** START PROVIDED INFORMATION **

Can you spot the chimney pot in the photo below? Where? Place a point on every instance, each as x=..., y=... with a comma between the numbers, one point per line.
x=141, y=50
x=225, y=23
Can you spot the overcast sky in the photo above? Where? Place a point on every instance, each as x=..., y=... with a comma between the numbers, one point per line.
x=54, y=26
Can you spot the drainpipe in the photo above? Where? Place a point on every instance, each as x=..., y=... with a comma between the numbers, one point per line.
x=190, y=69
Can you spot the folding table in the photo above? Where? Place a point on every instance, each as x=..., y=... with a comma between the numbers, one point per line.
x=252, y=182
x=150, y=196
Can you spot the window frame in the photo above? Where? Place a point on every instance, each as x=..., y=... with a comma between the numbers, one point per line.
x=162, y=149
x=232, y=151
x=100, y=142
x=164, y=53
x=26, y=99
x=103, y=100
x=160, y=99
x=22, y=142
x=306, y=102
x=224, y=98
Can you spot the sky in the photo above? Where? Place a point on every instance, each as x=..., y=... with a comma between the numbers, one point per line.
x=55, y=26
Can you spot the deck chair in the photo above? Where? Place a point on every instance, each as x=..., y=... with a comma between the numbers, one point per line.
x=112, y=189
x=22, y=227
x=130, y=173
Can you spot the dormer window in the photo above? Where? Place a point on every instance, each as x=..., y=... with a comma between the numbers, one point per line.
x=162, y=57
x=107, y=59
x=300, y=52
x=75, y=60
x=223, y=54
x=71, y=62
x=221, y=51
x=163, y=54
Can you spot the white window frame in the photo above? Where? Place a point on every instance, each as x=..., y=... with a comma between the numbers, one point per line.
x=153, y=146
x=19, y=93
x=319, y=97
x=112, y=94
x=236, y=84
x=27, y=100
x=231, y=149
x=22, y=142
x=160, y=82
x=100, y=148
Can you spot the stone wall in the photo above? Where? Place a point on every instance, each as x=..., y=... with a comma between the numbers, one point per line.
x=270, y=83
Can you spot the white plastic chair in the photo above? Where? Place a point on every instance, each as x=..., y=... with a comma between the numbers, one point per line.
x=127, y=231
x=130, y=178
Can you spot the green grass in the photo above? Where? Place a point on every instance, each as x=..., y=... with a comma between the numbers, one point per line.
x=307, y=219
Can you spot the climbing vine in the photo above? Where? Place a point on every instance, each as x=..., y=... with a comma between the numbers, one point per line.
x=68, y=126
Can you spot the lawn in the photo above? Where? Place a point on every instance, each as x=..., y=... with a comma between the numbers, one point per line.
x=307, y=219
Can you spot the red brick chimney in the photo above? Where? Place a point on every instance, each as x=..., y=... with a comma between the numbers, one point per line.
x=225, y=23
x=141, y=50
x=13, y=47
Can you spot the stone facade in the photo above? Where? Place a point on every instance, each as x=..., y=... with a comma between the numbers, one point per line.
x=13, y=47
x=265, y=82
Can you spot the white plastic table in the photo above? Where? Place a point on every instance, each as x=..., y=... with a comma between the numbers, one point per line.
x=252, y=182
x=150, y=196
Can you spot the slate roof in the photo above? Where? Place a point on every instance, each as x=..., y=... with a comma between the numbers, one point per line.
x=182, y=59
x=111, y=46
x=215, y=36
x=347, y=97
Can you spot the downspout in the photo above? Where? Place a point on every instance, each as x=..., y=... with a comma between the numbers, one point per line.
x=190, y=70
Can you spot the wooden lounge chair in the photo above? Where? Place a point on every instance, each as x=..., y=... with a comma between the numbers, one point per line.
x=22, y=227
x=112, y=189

** END PROVIDED INFORMATION **

_AIM OF THE EXERCISE:_
Copy out only the lines from the one containing "Can you spot the climbing" through the end of the entries above, requests included. Increase every x and y coordinate in the answers by 93.

_EXPECTED OUTPUT:_
Can you spot the climbing vine in the photo above? Where? Place a point on every instance, each as x=..., y=... with a comma between the numbers, one point per line.
x=161, y=219
Can you spot the lawn in the photo above? Where? Place a point on every instance, each as x=..., y=... with a comma between the numbers, one point per line.
x=400, y=312
Can you spot the red brick chimney in the photo above? Where? Place a point on every instance, each as x=..., y=... with a comma between the numbers, one point per line.
x=318, y=116
x=234, y=143
x=106, y=140
Can you spot the stone facade in the photo above? Where? Place a point on every instance, each as x=..., y=... with a comma between the numbers, one point per line.
x=106, y=140
x=358, y=175
Can you spot the white plastic table in the photo above? Where? Place a point on every instance, each as x=..., y=... with a comma between the numbers, one point per line.
x=345, y=275
x=243, y=289
Can you spot the slate roof in the photo above? Where? Place a point on every instance, each as x=..., y=... with a comma between the numbers, one point per line.
x=275, y=152
x=204, y=139
x=308, y=129
x=440, y=190
Can you spot the downspout in the photo above? Where? Place a point on every instance, each as x=..., y=... with a comma between the numbers, one point per line.
x=283, y=163
Can you spot the wooden lounge chair in the photo above? Where? Place a point on every instance, each as x=..., y=... with a comma between the numbers, one point per line.
x=115, y=320
x=205, y=282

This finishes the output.